● TO BE DONE: Copy all of the material below word for word, keeping every line as it is.

-- BEGIN RECORDS TO PROCESS --

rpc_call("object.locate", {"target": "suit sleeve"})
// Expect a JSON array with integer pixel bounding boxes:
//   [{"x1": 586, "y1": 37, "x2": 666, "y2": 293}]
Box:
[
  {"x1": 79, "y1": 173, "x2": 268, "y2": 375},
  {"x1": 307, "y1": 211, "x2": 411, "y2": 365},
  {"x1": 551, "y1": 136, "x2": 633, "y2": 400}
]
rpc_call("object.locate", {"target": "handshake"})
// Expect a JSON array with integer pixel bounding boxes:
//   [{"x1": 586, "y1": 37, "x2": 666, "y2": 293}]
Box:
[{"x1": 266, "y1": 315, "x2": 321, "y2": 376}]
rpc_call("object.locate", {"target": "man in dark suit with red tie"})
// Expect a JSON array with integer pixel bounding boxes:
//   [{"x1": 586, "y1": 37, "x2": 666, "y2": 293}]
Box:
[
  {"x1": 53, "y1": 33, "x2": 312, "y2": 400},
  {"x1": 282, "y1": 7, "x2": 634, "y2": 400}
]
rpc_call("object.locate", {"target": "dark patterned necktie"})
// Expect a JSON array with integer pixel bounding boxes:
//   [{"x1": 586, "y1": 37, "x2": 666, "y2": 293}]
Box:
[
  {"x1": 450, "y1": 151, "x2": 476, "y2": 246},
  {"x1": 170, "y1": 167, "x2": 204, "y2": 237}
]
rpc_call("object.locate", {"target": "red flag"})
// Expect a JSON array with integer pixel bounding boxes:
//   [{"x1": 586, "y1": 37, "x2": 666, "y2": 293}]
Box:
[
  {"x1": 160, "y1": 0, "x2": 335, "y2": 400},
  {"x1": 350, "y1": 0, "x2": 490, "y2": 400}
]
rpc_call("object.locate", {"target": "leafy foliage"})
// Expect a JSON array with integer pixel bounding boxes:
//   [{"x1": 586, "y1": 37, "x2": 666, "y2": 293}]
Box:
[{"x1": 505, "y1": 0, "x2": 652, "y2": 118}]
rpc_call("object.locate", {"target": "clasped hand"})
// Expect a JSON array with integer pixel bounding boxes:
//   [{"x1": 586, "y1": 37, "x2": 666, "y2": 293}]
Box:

-- END RECORDS TO PROCESS --

● EXERCISE RESPONSE:
rpc_call("object.locate", {"target": "suit sleeve"})
// Expect a JSON array with integer pixel bounding boxes:
//   [{"x1": 586, "y1": 37, "x2": 666, "y2": 293}]
Box:
[
  {"x1": 79, "y1": 173, "x2": 268, "y2": 375},
  {"x1": 307, "y1": 211, "x2": 411, "y2": 365},
  {"x1": 551, "y1": 136, "x2": 633, "y2": 400}
]
rpc_call("object.locate", {"target": "handshake"})
// Expect a JSON array with integer pixel bounding boxes:
//   [{"x1": 586, "y1": 37, "x2": 666, "y2": 293}]
Box:
[{"x1": 266, "y1": 315, "x2": 321, "y2": 376}]
rpc_call("object.locate", {"target": "man in dark suit with red tie"})
// Expect a JSON array with integer pixel bounding boxes:
//   [{"x1": 586, "y1": 37, "x2": 666, "y2": 293}]
Box:
[
  {"x1": 53, "y1": 33, "x2": 312, "y2": 400},
  {"x1": 282, "y1": 7, "x2": 634, "y2": 400}
]
rpc_call("object.locate", {"target": "dark patterned necktie"})
// Expect a JSON array with integer pixel bounding boxes:
//   [{"x1": 586, "y1": 37, "x2": 666, "y2": 293}]
Box:
[
  {"x1": 450, "y1": 151, "x2": 476, "y2": 246},
  {"x1": 170, "y1": 167, "x2": 204, "y2": 237}
]
rpc_call("object.locate", {"target": "red flag"})
// Expect a JSON array with integer pixel bounding boxes:
//   [{"x1": 586, "y1": 37, "x2": 666, "y2": 293}]
Box:
[
  {"x1": 160, "y1": 0, "x2": 335, "y2": 400},
  {"x1": 350, "y1": 0, "x2": 490, "y2": 400}
]
rpc_call("object.locate", {"target": "leafy foliage"})
// Expect a JSON array with integer pixel bounding boxes:
//   [{"x1": 586, "y1": 37, "x2": 666, "y2": 293}]
Box:
[{"x1": 505, "y1": 0, "x2": 652, "y2": 118}]
rpc_call("object.locate", {"target": "clasped hand"})
// Expect a JSON array with integer pixel bounding boxes:
//   [{"x1": 586, "y1": 37, "x2": 666, "y2": 293}]
Box:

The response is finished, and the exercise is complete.